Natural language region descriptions
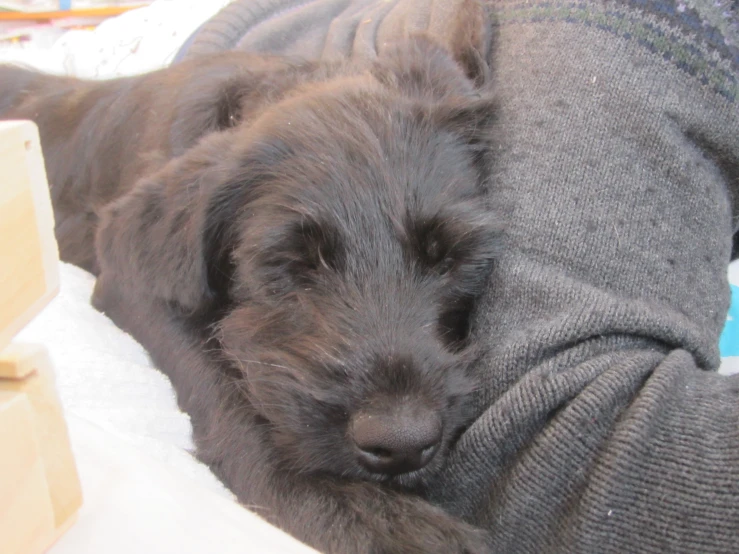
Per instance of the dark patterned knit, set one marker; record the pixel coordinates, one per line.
(602, 425)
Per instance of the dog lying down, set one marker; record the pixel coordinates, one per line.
(299, 246)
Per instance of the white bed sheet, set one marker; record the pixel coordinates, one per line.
(143, 491)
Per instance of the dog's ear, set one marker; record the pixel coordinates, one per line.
(473, 121)
(439, 66)
(218, 93)
(171, 236)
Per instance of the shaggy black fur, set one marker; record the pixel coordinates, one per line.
(297, 245)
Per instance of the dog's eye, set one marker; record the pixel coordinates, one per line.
(320, 247)
(454, 324)
(435, 251)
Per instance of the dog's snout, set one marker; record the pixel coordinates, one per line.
(396, 443)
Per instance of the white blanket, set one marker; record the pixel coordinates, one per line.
(143, 491)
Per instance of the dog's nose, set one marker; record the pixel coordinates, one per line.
(395, 444)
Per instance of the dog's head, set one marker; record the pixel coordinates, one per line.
(343, 239)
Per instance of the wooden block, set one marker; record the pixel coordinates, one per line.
(60, 470)
(26, 514)
(29, 268)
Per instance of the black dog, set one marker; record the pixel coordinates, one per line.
(299, 246)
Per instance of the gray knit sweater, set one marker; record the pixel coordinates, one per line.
(602, 425)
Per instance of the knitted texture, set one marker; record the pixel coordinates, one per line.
(602, 426)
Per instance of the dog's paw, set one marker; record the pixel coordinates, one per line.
(427, 529)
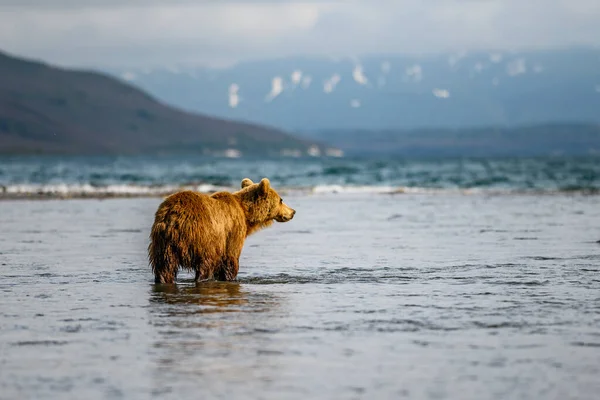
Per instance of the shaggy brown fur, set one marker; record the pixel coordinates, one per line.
(206, 234)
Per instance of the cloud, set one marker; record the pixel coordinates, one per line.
(276, 88)
(359, 76)
(146, 33)
(234, 97)
(331, 83)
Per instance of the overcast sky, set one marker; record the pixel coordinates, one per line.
(218, 32)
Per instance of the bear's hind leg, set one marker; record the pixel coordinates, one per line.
(165, 265)
(204, 271)
(228, 269)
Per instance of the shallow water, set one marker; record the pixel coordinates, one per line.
(360, 296)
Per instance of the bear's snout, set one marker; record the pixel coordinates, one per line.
(286, 215)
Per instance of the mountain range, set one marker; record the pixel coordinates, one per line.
(458, 90)
(44, 109)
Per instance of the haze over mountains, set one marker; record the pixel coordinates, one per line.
(390, 92)
(49, 110)
(487, 103)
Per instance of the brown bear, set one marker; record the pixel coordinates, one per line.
(206, 234)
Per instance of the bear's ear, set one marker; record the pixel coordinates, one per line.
(246, 182)
(263, 186)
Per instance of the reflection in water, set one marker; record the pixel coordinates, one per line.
(209, 297)
(214, 321)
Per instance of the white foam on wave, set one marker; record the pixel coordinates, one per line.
(87, 190)
(319, 189)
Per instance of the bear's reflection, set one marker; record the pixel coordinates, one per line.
(209, 297)
(207, 330)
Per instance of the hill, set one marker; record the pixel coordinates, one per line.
(458, 90)
(50, 110)
(529, 140)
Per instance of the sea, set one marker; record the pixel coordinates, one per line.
(397, 279)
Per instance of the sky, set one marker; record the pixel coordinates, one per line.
(152, 33)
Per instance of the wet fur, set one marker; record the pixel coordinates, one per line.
(206, 234)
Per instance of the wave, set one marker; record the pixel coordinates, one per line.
(86, 190)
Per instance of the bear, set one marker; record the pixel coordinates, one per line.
(206, 233)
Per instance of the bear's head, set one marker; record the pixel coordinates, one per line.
(262, 204)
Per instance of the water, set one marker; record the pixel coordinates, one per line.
(445, 295)
(76, 176)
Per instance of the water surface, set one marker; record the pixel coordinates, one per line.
(360, 296)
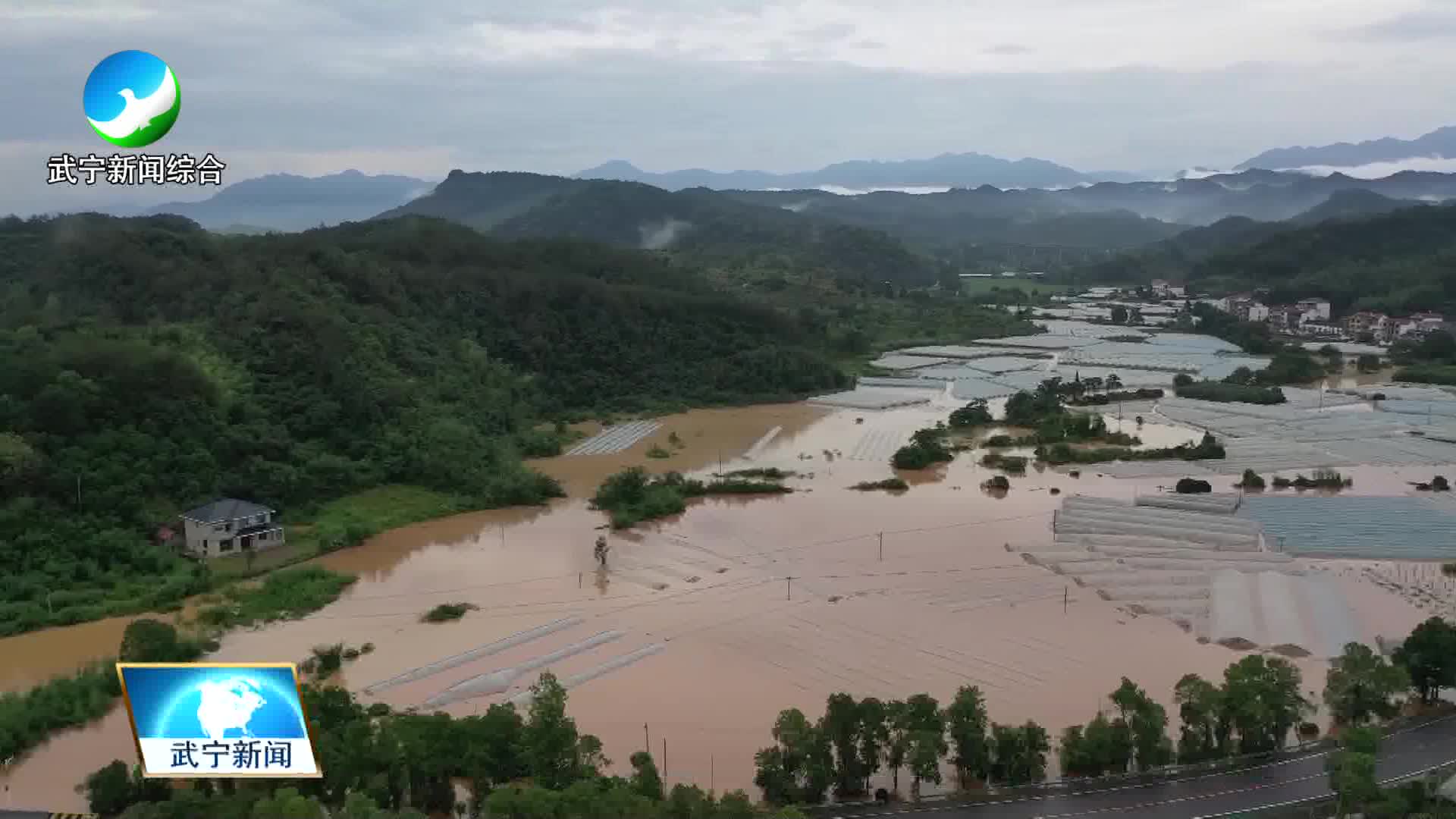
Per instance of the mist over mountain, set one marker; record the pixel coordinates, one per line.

#### [What is required]
Output the records above exactly; leave out the pictures.

#### [Written answer]
Per instance of the dark patterned knit, set one marker; record the pixel coordinates, one per line.
(602, 425)
Per instance of the dog lying down, set one marker; record the pixel coordinates, one per line.
(299, 246)
Per instance of the white bed sheet, set one marker; record the pixel coordinates, one per line.
(143, 491)
Per instance of the dog's ear, set one marker; record the pixel coordinates, one per line.
(473, 121)
(439, 66)
(218, 93)
(171, 236)
Per instance of the shaggy black fur, set one marker; record the pixel coordinates, one per line.
(297, 245)
Per instance of the dog's eye, set one marker; record the pixel coordinates, one per line.
(320, 247)
(454, 324)
(435, 251)
Per instance of the dog's snout, set one marker; record the pixel coordinates, one per line.
(396, 443)
Per instance of the white blanket, set one marker; record the pixel coordinates, one per line.
(143, 491)
Per instance of the dog's nose, set one marker; record the pixel coordinates, one per line.
(395, 444)
Per instance of the dog's head, set one marker; record the pixel coordinates, one per line.
(343, 239)
Per instance of the wooden block, set one marker; record the pixel coordinates, one per line.
(60, 470)
(26, 514)
(29, 268)
Per instance of the black dog, set one marker; record the pixel coordinates, one per line.
(299, 246)
Per instance of the gray knit sweater, set one marker; record the pixel coordinates, one per line.
(602, 425)
Per instance of the knitted texture, set one marker; record the pixel coordinates, one per line.
(602, 426)
Per instance of the dog's paw, set one marker; record the pixel coordinates, one per line.
(427, 529)
Per instance of the shaggy brown fur, set one marker; record the pixel coordinates, one per line.
(206, 234)
Per instance of the cloud, set one marker; record the pixel coordinates, one per line.
(276, 88)
(359, 76)
(146, 33)
(234, 97)
(331, 83)
Per instance of the overcast sky, set one marker; record the pixel coordinates, one per line.
(218, 32)
Per instance of the bear's hind leg, set one marker; record the pixel coordinates, one per line.
(165, 265)
(204, 271)
(228, 269)
Per instance of the shallow water, set one marker; record the pixel coordinates, one per line.
(360, 296)
Per instance of the bear's snout, set one marker; record the pixel coordinates, one per line.
(286, 215)
Per instance of the mountain range, set one marker; record the pixel coordinates, one per line.
(458, 90)
(44, 109)
Per instance of the haze over mountains, set one marker; record the pixel coordinates, one per line.
(390, 92)
(49, 110)
(487, 103)
Per instance of the brown bear, set one marker; record the pixel coordinates, one per line.
(206, 234)
Per instance of the bear's ear, set one marker; record the pixel coordinates, one per line.
(246, 182)
(263, 186)
Per instance of the reflection in water, set one marker; record the pixel coordinates, one per line.
(209, 297)
(214, 321)
Per instance of the white foam on wave, set one marker; record the pixel coordinates, one per line.
(87, 190)
(319, 189)
Per instance of the bear's reflection, set one marker; record the pixel coordinates, one per line.
(209, 297)
(207, 330)
Per instance of the hill, set one marker; record the pixel coordinates, one per line.
(458, 90)
(50, 110)
(529, 140)
Per instance of the sea, set one marker; record the pixel coordinates, one per line.
(397, 279)
Per instance of the sky, set one marker; record the pixel coordinates, one per line.
(152, 33)
Per instance of the wet fur, set one marker; record the pixel coordinates, one per line.
(206, 234)
Per instance of the wave, set one marker; record the pixel coordinates, one per line.
(86, 190)
Per instance of the bear, set one marker; record the pixel coordinates, one per line.
(206, 233)
Per instance of the bear's head, set one marker; record the pixel coordinates, one per line.
(262, 204)
Per instance of the water, set one marker; record the pixel coordinates, one per line.
(445, 295)
(76, 176)
Per instance of the water surface, set one marker; record the pixel coordinates, one per line.
(360, 296)
Per instance of the mist over mountain, set one marker; record the pixel coordinates, one per line.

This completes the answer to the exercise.